[Items from a data source]
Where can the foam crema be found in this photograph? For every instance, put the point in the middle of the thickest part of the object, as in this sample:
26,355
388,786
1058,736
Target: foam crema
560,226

STATED GOAL:
Rewrite these records, replacing "foam crema" with "milk froth" everywhere and changing nothing else.

CORRECT OUTPUT:
Where can the milk froth be found in this photograph? For every instance, put the point in the middle of the thickest part of the object, as in this sample:
26,355
388,786
1058,736
Target: milk froth
560,226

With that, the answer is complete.